Each record below needs to be retyped exactly.

[[ Record excerpts, beginning ]]

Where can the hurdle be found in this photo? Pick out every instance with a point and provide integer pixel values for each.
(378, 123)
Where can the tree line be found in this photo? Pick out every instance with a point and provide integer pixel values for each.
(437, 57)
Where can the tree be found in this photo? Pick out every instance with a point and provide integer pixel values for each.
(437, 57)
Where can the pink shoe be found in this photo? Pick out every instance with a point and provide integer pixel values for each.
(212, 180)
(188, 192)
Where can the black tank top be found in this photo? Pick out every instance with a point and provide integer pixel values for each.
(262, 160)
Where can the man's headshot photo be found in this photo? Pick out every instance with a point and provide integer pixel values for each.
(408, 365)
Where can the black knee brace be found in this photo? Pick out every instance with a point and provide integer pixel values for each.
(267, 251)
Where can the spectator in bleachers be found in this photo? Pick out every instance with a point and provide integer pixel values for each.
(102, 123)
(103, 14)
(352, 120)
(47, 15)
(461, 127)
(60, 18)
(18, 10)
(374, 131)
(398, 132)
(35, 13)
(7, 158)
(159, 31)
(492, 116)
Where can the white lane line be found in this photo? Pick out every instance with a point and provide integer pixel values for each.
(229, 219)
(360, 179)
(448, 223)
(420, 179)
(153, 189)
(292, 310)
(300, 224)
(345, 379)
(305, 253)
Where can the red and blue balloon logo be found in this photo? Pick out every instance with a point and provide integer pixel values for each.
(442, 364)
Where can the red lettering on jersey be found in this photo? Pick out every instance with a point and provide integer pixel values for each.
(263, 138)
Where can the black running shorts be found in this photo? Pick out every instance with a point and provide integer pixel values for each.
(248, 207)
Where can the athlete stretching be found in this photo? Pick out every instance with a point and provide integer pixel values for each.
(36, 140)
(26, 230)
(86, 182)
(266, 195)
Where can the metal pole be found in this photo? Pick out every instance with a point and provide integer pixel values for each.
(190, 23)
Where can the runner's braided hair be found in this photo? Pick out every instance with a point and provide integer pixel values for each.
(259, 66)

[[ Record excerpts, end ]]

Answer to this task:
Where can the hurdle be found in this photo? Pick out every instance with a point and provide integer pixel values for each.
(378, 123)
Where can the tree line be found in this photo? Pick out every instance with a point and provide integer pixel values for each.
(437, 57)
Where can the tree be found in this photo? Pick out every instance with a point and provide integer pixel values for each.
(437, 57)
Where can the pink shoe be found in this photo? Pick out every instance with a point and provide integer pixel values for each.
(212, 180)
(188, 192)
Where can the black tank top be found in this photo? Pick out every instance with a point and provide integer pixel values for each.
(262, 160)
Where can the man's headshot photo be found in this photo? Pick out every instance with a point and provide integer pixel values for each.
(408, 365)
Where can the black knee brace be found in this photo? Pick out every instance with a point and provide integer pixel values for each.
(267, 251)
Where can the spectator in bleachers be found in this photo? Pick out every instance with a point and provide integer pixel values for each.
(102, 123)
(103, 14)
(352, 120)
(47, 15)
(461, 127)
(60, 18)
(18, 10)
(374, 131)
(398, 132)
(35, 13)
(7, 158)
(159, 31)
(492, 116)
Where can the white lane line be found in this photo? Pick out every instance with a point and provide integer pixel values for each.
(229, 219)
(360, 179)
(448, 223)
(420, 179)
(153, 189)
(292, 310)
(300, 224)
(345, 379)
(305, 253)
Where can the red and blue balloon logo be found in this photo? Pick out every instance with a point and provide integer pixel values for each.
(442, 364)
Where can the red lettering on jersey be found in this photo? Pick out every instance with a point and provide integer pixel values for each.
(263, 138)
Where can the black running shorts be found in this photo? Pick out every instance with a point and provide integer pixel values for each.
(248, 207)
Where can the athlete stretching be found in this photo? Pick out every instance with a point and provide integer pixel values for each.
(36, 140)
(26, 230)
(86, 182)
(266, 195)
Where can the metal pole be found in this photo? Pick out every instance with a point and provide integer pixel values for each.
(190, 23)
Where can the runner's braided hair be found in this photo? Pick out every instance with a point and provide integer pixel values for each.
(259, 66)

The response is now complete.